Your task - Each record that follows is to be transcribed exactly, excluding its images.

= Beginning of Section =

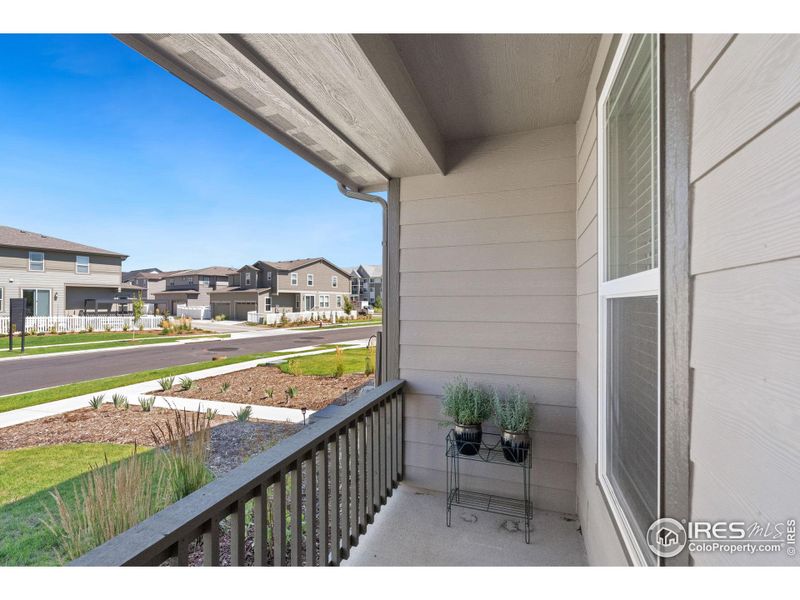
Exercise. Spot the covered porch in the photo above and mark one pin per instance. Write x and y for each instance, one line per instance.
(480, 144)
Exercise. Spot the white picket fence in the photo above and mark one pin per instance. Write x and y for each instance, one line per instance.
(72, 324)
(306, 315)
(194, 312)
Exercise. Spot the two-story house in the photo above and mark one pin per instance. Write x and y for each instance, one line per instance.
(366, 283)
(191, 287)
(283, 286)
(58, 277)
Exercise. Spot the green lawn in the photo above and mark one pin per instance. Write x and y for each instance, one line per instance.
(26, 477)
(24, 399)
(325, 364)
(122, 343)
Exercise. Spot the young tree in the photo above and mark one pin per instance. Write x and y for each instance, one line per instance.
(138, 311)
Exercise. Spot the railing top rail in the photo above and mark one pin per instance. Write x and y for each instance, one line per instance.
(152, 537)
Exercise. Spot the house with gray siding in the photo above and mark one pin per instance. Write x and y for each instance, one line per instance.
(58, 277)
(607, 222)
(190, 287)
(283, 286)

= End of Section =

Answer below -
Exercise. Spot the covered porch in the photo above and mark one pin per instance. Write x and y for each instance, one line per instance.
(480, 144)
Exercise. Spot the white picket fence in the photo above and mark one pin per instance. Write x and y for each instance, one line per instance.
(72, 324)
(306, 315)
(194, 312)
Exercise. Spot the two-story house in the photo above and mark one pin per instance. Write x and y for each instance, one line per instance.
(366, 283)
(191, 287)
(283, 286)
(58, 277)
Exercise. Spot the green lawn in the photo above and mark one pin per instance. Write x and y for each instance, one line per instance.
(26, 477)
(24, 399)
(325, 364)
(122, 343)
Exercise. Spot the young tree in the photo above and mark one pin per instance. Write x and y for each instance, one line per instance.
(138, 311)
Exercise. Spot the railing top rail in the photo above and mark one pin per instance. Write x and y for each instance, one line per instance.
(152, 537)
Exercise. Spot the house with gray siding in the photo above and mark one pin per instance. Write x and y for each instance, one line per instance.
(58, 277)
(607, 222)
(190, 287)
(283, 286)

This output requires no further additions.